Supplied text »

Auditing going concern: COVID-19 impacts

The audit of going concern is governed by ISA (UK) 570, Going Concern. The current version of this standard is the one revised in 2016, but a new version, revised in September 2019, takes effect for accounting periods beginning on or after 15 December 2019 and is available for early adoption.

Although you may prefer not to adopt the new version yet, the increased detail it contains is useful and the FRC’s guidance for auditors in the current situation is encouraging reference to it, particularly for reporting requirements.

Whichever version of ISA (UK) 570 you use, there are some common threads:

  • Risk assessment
  • Auditing management’s assessment of going concern
  • Auditor reporting

Risk assessment

In the current environment, the risk assessment of going concern is likely to look very different to that from previous years. It is vital that the auditor engages with management to establish what work has already been done on the business’s viability and hence going concern status.

Many businesses will be facing enormous challenges such as:

  • Enforced closures/reductions in sales levels
  • Risks to the operation of internal controls due to new ways of working
  • Risks of breaches of bank covenants
  • Loss of supply chains
  • Loss of staff due to illness/quarantine

The business and the auditor will need to allow extra time for the impact of the virus to be fully considered, meaning that sticking to the normal reporting deadline could be a problem. For this reason, private companies may apply to Companies House to seek an extension of three months to their filing deadline and listed companies have an additional two months for their accounts.

Auditing management’s assessment of going concern

For the auditor to express an opinion on the going concern status of an entity, they first need to have management’s assessment. Smaller or less complex entities may not usually prepare formal forecasts or set out all their assumptions. In the current environment this will be vital, so the auditor may have to provide some prompts to businesses less familiar with the process.

Clients may ask for their auditor’s help in preparing forecasts or carrying out sensitivity analyses on the various assumptions. However, as auditors, we need to maintain our independence and so we must consider if the FRC Ethical Standard precludes the auditor assisting, or whether adequate safeguards can be put in place.

Once management has provided a going concern assessment the auditor must look at all aspects, including (but not limited to):

  • The arithmetical accuracy of forecasts
  • The consistency of assumptions within the forecast and elsewhere in the business
  • Whether assumptions are realistic or supportable, for instance:
    • have rent holidays been agreed or is this just a hope
    • is government assistance available (see below)
    • can assets really be sold to create further liquidity
  • Whether it looks sufficiently far ahead (at least 12 months from when the accounts will be approved)
  • Terms of bank lending/new loans available
  • Any related impairment reviews, such as for goodwill

The UK government has provided a package of measures to help assist businesses and so management may have included assumptions about which of these it will use. Examples included in the COVID-19 UK business support package include:

  • Furloughing of staff
  • Delays in tax payments
  • Business rates holidays
  • Loans

The auditor will need to gather evidence for these and other mitigating actions, remembering to challenge management rather than just take their word. It is vital that the auditor is sceptical when carrying out their audit work on going concern and that their working papers show evidence of that scepticism. For instance, if the client says that there will be a rent holiday, ask for documentation from the landlord to confirm this.

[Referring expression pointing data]

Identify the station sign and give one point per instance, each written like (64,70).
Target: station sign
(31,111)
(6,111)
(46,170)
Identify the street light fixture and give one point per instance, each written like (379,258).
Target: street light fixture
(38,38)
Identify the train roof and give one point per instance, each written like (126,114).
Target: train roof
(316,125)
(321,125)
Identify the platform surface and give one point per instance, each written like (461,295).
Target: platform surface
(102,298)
* * *
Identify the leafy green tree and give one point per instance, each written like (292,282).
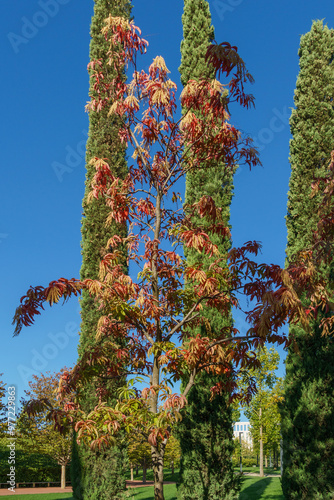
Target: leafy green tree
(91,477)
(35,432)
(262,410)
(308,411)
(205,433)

Apply what you read »
1. Answer these from the text on auditing going concern:
(a) For which accounting periods does the September 2019 revision of ISA (UK) 570 take effect?
(b) What length of filing deadline extension may private companies seek from Companies House?
(c) How far ahead should management's going concern assessment look?
2. Reproduce the passage of the text on auditing going concern that starts with the words "Whichever version of" and ends with "going concern status.".

Task answers »
1.
(a) Accounting periods beginning on or after 15 December 2019.
(b) Three months.
(c) At least 12 months from when the accounts will be approved.

2.
Whichever version of ISA (UK) 570 you use, there are some common threads:

  • Risk assessment
  • Auditing management’s assessment of going concern
  • Auditor reporting

Risk assessment

In the current environment, the risk assessment of going concern is likely to look very different to that from previous years. It is vital that the auditor engages with management to establish what work has already been done on the business’s viability and hence going concern status.